** EXERCISE AIM **
Exact copy, no pictures: repeat the data that follows.

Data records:
==============================
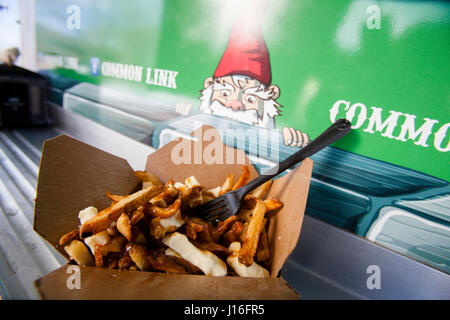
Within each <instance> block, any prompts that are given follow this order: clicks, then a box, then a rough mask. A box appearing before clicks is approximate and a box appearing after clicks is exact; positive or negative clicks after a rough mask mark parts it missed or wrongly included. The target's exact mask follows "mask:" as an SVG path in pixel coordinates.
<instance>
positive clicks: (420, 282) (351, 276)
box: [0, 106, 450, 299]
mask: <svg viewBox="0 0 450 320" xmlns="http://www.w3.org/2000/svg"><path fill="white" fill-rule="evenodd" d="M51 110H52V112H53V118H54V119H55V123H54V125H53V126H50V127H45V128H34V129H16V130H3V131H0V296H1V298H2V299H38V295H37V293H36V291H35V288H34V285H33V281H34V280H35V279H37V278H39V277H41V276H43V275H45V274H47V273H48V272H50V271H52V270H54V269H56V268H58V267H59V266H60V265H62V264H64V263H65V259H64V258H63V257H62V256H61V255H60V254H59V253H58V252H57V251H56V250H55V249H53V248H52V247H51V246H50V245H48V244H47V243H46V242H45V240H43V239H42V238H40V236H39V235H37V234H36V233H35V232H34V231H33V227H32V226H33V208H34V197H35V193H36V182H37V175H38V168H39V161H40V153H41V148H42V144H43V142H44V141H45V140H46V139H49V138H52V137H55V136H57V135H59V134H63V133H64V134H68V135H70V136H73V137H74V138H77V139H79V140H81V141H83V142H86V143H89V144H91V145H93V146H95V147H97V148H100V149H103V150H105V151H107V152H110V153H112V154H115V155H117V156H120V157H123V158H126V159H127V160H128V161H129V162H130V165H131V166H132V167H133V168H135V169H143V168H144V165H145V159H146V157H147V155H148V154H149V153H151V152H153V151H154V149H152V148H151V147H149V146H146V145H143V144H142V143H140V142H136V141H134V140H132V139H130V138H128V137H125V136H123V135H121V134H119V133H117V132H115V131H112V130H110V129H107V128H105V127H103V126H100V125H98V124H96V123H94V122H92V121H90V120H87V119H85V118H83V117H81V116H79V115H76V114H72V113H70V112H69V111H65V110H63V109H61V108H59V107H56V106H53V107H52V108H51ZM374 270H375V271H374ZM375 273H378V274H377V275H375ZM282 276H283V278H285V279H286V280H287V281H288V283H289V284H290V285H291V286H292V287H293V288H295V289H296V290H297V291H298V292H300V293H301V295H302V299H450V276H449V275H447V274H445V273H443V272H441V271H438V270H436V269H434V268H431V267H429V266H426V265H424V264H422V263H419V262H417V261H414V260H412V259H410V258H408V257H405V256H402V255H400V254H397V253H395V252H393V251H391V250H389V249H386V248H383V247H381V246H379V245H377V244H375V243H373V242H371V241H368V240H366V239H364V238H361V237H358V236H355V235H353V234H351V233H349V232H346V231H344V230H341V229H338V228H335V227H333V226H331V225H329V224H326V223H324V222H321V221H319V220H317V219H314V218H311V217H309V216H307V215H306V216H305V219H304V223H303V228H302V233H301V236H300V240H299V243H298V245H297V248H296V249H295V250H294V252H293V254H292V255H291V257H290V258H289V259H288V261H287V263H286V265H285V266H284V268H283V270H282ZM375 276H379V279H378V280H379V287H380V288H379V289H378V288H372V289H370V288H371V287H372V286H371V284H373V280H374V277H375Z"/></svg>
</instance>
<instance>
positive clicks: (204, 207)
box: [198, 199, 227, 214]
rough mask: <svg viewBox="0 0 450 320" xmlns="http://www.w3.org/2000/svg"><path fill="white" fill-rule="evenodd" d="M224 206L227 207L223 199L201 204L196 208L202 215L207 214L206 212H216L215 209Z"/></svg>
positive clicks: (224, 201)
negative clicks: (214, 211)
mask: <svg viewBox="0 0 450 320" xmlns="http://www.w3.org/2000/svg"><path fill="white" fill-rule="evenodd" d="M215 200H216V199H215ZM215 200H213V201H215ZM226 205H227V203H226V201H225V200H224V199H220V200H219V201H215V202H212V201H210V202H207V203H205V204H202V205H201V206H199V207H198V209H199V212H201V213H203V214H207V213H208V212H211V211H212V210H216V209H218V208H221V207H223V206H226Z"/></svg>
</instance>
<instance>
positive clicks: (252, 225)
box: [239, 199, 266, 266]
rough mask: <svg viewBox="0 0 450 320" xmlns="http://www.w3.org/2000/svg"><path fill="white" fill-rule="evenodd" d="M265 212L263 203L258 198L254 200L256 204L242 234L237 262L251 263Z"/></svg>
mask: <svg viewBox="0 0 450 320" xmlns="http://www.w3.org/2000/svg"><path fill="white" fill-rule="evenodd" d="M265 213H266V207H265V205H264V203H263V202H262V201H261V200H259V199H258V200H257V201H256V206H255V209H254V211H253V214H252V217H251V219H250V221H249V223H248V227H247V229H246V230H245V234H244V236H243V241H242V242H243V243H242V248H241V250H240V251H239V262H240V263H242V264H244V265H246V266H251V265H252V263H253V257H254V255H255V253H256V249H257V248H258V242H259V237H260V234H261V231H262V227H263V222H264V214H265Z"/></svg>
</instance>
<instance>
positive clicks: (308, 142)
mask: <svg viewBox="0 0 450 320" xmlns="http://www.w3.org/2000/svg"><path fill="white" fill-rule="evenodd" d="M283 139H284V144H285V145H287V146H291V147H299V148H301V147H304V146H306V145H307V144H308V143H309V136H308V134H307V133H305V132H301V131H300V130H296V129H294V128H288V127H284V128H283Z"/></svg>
==============================
** RESULT FOR THIS EXERCISE **
Within each <instance> block, any prompts that are given follow this order: clicks, then a box, then a rough mask. A box appearing before clicks is approximate and a box appearing after clicks is exact; positive or negative clicks after a rough mask mark parts it missed or wrongly included. The target's exact mask follows "mask:" as an SVG path in pixel coordinates.
<instance>
positive clicks: (420, 282) (351, 276)
box: [0, 106, 450, 299]
mask: <svg viewBox="0 0 450 320" xmlns="http://www.w3.org/2000/svg"><path fill="white" fill-rule="evenodd" d="M51 110H52V112H53V118H54V119H55V123H54V125H53V126H50V127H45V128H34V129H16V130H3V131H0V296H1V298H2V299H38V295H37V293H36V291H35V288H34V285H33V281H34V280H35V279H37V278H39V277H41V276H43V275H45V274H47V273H48V272H50V271H52V270H54V269H56V268H58V267H59V266H60V265H62V264H64V263H65V259H64V258H63V257H62V256H61V255H60V254H59V253H58V252H57V251H56V250H55V249H53V248H52V247H51V246H50V245H48V244H47V243H46V242H45V240H43V239H42V238H40V236H39V235H37V234H36V233H35V232H34V231H33V227H32V226H33V208H34V197H35V193H36V182H37V175H38V168H39V161H40V153H41V148H42V144H43V142H44V141H45V140H46V139H49V138H52V137H55V136H57V135H59V134H63V133H64V134H68V135H70V136H73V137H74V138H77V139H79V140H81V141H83V142H86V143H89V144H91V145H93V146H95V147H97V148H100V149H103V150H105V151H107V152H110V153H112V154H115V155H117V156H120V157H123V158H126V159H127V160H128V161H129V162H130V165H131V166H132V167H133V168H135V169H143V168H144V165H145V159H146V157H147V155H148V154H149V153H151V152H153V151H154V149H152V148H151V147H149V146H146V145H143V144H142V143H140V142H136V141H134V140H132V139H130V138H128V137H125V136H123V135H121V134H119V133H117V132H115V131H112V130H110V129H107V128H105V127H103V126H100V125H98V124H96V123H94V122H92V121H90V120H87V119H85V118H83V117H81V116H79V115H76V114H72V113H70V112H69V111H65V110H63V109H61V108H59V107H56V106H53V107H52V108H51ZM374 270H375V271H374ZM375 273H378V274H377V275H375ZM282 276H283V278H285V279H286V280H287V281H288V283H289V284H290V285H291V286H292V287H293V288H295V289H296V290H297V291H298V292H300V293H301V295H302V299H450V276H449V275H447V274H445V273H443V272H441V271H438V270H436V269H434V268H431V267H429V266H426V265H424V264H422V263H419V262H417V261H414V260H412V259H410V258H408V257H405V256H402V255H400V254H397V253H395V252H393V251H391V250H389V249H386V248H383V247H381V246H379V245H377V244H375V243H373V242H371V241H368V240H366V239H364V238H361V237H358V236H355V235H353V234H351V233H349V232H346V231H344V230H341V229H338V228H335V227H333V226H331V225H329V224H326V223H324V222H321V221H319V220H317V219H314V218H311V217H309V216H307V215H306V216H305V219H304V223H303V228H302V233H301V236H300V240H299V243H298V245H297V248H296V249H295V250H294V252H293V254H292V255H291V257H290V258H289V259H288V261H287V263H286V265H285V266H284V268H283V270H282ZM375 276H379V279H378V280H379V287H380V288H379V289H378V288H372V289H370V288H371V287H372V286H371V284H373V280H374V277H375Z"/></svg>
</instance>
<instance>
positive clicks: (204, 207)
box: [198, 199, 227, 214]
rough mask: <svg viewBox="0 0 450 320" xmlns="http://www.w3.org/2000/svg"><path fill="white" fill-rule="evenodd" d="M224 206L227 207L223 199L201 204L196 208L202 215L207 214L206 212H216L215 209Z"/></svg>
positive clicks: (224, 201)
negative clicks: (214, 211)
mask: <svg viewBox="0 0 450 320" xmlns="http://www.w3.org/2000/svg"><path fill="white" fill-rule="evenodd" d="M215 200H216V199H215ZM215 200H213V201H215ZM226 205H227V203H226V201H225V200H224V199H220V200H219V201H215V202H212V201H210V202H207V203H205V204H202V205H201V206H199V207H198V209H199V212H201V213H203V214H207V213H208V212H211V211H212V210H216V209H218V208H221V207H223V206H226Z"/></svg>
</instance>
<instance>
positive clicks: (252, 225)
box: [239, 199, 266, 266]
rough mask: <svg viewBox="0 0 450 320" xmlns="http://www.w3.org/2000/svg"><path fill="white" fill-rule="evenodd" d="M265 212L263 203L258 198L254 200L256 204L242 234L237 262L251 263Z"/></svg>
mask: <svg viewBox="0 0 450 320" xmlns="http://www.w3.org/2000/svg"><path fill="white" fill-rule="evenodd" d="M265 213H266V207H265V205H264V203H263V202H262V201H261V200H259V199H258V200H257V201H256V206H255V209H254V211H253V214H252V217H251V219H250V221H249V223H248V227H247V229H246V230H245V234H244V236H243V241H242V242H243V243H242V248H241V250H240V251H239V262H240V263H242V264H244V265H246V266H251V265H252V263H253V257H254V255H255V253H256V249H257V248H258V242H259V237H260V234H261V231H262V227H263V222H264V214H265Z"/></svg>
</instance>
<instance>
positive clicks: (308, 142)
mask: <svg viewBox="0 0 450 320" xmlns="http://www.w3.org/2000/svg"><path fill="white" fill-rule="evenodd" d="M283 139H284V144H285V145H287V146H291V147H299V148H301V147H304V146H306V145H307V144H308V143H309V136H308V134H307V133H305V132H301V131H300V130H296V129H294V128H288V127H284V128H283Z"/></svg>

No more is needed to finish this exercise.